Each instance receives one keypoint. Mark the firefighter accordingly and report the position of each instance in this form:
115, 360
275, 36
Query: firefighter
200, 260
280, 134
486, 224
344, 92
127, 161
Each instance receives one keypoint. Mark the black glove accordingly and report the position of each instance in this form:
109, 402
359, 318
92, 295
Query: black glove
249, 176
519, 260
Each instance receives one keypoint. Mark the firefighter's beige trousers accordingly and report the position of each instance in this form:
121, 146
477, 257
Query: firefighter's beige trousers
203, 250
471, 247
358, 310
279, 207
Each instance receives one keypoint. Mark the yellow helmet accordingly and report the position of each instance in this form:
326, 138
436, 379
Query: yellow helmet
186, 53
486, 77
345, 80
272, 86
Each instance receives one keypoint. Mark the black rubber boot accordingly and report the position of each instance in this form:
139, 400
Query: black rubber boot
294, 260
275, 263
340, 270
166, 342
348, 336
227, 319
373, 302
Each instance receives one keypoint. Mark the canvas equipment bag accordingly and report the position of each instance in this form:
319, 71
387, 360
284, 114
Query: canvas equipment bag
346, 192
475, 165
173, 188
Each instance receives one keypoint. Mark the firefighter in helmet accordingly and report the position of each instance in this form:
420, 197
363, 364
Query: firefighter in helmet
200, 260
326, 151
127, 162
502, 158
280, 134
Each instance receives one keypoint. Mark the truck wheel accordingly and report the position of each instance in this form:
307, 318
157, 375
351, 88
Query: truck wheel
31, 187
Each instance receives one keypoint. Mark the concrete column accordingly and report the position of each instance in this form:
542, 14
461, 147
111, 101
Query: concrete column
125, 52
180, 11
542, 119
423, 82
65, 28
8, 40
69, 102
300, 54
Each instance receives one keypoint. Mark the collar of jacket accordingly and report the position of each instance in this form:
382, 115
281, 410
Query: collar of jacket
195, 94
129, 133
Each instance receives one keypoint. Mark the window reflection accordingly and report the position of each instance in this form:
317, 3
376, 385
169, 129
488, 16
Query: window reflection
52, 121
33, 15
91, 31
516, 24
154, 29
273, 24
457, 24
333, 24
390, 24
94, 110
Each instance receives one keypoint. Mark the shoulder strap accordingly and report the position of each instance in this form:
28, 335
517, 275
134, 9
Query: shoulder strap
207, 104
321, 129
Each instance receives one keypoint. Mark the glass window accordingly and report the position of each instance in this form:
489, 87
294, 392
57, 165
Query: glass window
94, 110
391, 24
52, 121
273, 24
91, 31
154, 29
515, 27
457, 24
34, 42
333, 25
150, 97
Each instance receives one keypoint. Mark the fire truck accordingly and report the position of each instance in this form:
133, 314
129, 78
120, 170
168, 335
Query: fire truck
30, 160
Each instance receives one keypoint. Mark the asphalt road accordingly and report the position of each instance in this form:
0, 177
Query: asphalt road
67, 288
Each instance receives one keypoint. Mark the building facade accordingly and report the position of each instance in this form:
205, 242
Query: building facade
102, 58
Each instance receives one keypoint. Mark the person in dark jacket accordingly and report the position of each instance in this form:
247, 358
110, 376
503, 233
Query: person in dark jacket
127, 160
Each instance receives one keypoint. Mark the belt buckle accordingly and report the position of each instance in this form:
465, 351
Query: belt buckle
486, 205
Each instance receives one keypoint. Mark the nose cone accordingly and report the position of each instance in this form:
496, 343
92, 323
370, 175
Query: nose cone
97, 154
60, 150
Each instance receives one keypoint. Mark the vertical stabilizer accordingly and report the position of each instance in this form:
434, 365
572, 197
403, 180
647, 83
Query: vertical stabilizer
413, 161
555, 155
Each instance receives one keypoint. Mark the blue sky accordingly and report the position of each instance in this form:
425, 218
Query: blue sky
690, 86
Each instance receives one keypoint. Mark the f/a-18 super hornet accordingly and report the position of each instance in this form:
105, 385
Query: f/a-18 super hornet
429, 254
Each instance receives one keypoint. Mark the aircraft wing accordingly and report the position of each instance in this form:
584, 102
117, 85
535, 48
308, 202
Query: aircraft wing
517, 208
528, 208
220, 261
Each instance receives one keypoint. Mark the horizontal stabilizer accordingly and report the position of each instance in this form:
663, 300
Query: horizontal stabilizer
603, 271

Exercise task. Print every record exactly as it was given.

Full solution.
Each instance receives one keypoint. Mark the firefighter accordingly and report the position of each instance in this form:
115, 360
275, 36
Query: firefighter
200, 260
280, 134
486, 224
344, 92
127, 161
Each instance receives one keypoint. Mark the black glove accordingly and report the position of each instance in this form:
109, 402
359, 318
92, 295
Query: black glove
249, 176
519, 260
Each instance receives one keypoint. Mark the firefighter's beige trousers accordingly and report the position of each instance in this form:
121, 146
477, 257
Query: firefighter's beige trousers
203, 250
471, 247
358, 310
279, 207
Each instance receives one keypoint. Mark the yellow helmet accordingly and report the position of each instance in this form:
326, 138
436, 379
Query: yellow helmet
186, 53
486, 77
345, 80
272, 86
Each instance receives one keypoint. Mark the black rubber boot accordingly and report the position of each instance in this form:
139, 400
Query: black rubber boot
294, 260
275, 263
340, 270
166, 342
348, 336
227, 319
373, 302
Each instance receives one keypoint. Mark the canvas equipment bag accordingly and report the position of each instance in this form:
319, 71
387, 360
284, 114
Query: canvas equipment bag
346, 192
475, 165
173, 188
Each instance receives one keypoint. Mark the firefighter in helmet accordingly and report the position of each instance in this form:
420, 197
363, 364
Query: firefighter in helmet
200, 260
326, 151
127, 162
502, 158
280, 134
Each instance receives one keypoint. Mark the truck wheel accordingly and report the position of each instance in this form:
307, 318
157, 375
351, 88
Query: truck wheel
31, 187
Each instance receives one keypoint. Mark the concrete column accordingly and report the position of each instance in this form:
542, 14
461, 147
111, 101
Query: concrete column
125, 52
180, 11
542, 119
423, 82
65, 28
8, 40
69, 102
300, 54
Each instance receives one keypoint. Mark the collar of jacket accordingly and report the position of each instance in this form:
382, 115
281, 410
Query: collar of jacket
195, 94
129, 133
Each instance receives one keypoint. Mark the window reflection accordingly and report the position of each instance in this form:
317, 3
376, 385
169, 129
488, 16
Query: window reflection
52, 121
33, 15
91, 31
516, 24
154, 29
273, 24
457, 24
333, 24
390, 24
94, 110
Each instance receives one keypoint. Mark the shoulder strap accordingly and report the position of each instance in this form:
28, 335
517, 275
134, 9
Query: shoulder strap
207, 104
321, 129
Each instance receives one keypoint. Mark the glass window accordingly and report the position of each instance in this form:
489, 87
294, 392
57, 165
Query: glass window
94, 110
391, 24
52, 121
273, 24
91, 31
154, 29
515, 27
457, 24
34, 42
333, 25
150, 97
Each instance receives one keypoint. Mark the fire truck accordingly and report the position of each instance in this form:
133, 314
129, 78
120, 170
168, 335
Query: fire truck
30, 160
Each instance receives one keypoint. Mark the asphalt road accordingly and report the position of each instance in this form:
0, 177
Query: asphalt road
67, 288
Each instance receives one keypoint. Mark the building facade accordingly and report the position of each instance in this form:
205, 242
Query: building facade
102, 58
Each instance receives one keypoint. Mark the person in dark jacket accordingly and report the position of each instance in this form:
247, 358
110, 376
503, 233
Query: person in dark jacket
127, 160
Each instance receives one keypoint. Mark the belt buckle accordingly and report the position of each instance in this form:
465, 351
Query: belt buckle
486, 205
Each instance receives one keypoint. Mark the nose cone accordingly and report the position of each instance in this form:
496, 343
92, 323
370, 175
Query: nose cone
97, 154
60, 150
Each instance receives one keypoint. Mark the vertical stabilizer accordingly and report the position of each instance in this form:
434, 365
572, 197
403, 180
647, 83
Query: vertical stabilizer
413, 161
555, 155
Each instance receives one keypoint. Mark the blue sky accordingly and report the position of each instance in this form:
425, 218
Query: blue sky
690, 86
Each instance receives one keypoint. Mark the f/a-18 super hornet accordingly and report the position of each instance in this form:
105, 385
Query: f/a-18 super hornet
429, 254
Each instance receives one keypoint. Mark the aircraft wing accordingly and report the position of each instance in this form:
584, 102
117, 85
535, 48
308, 202
Query: aircraft wing
517, 208
528, 208
220, 261
Each instance receives one keypoint. Mark the horizontal stabilizer accordingly and report the position of each instance in this form:
663, 300
Query: horizontal stabilizer
603, 271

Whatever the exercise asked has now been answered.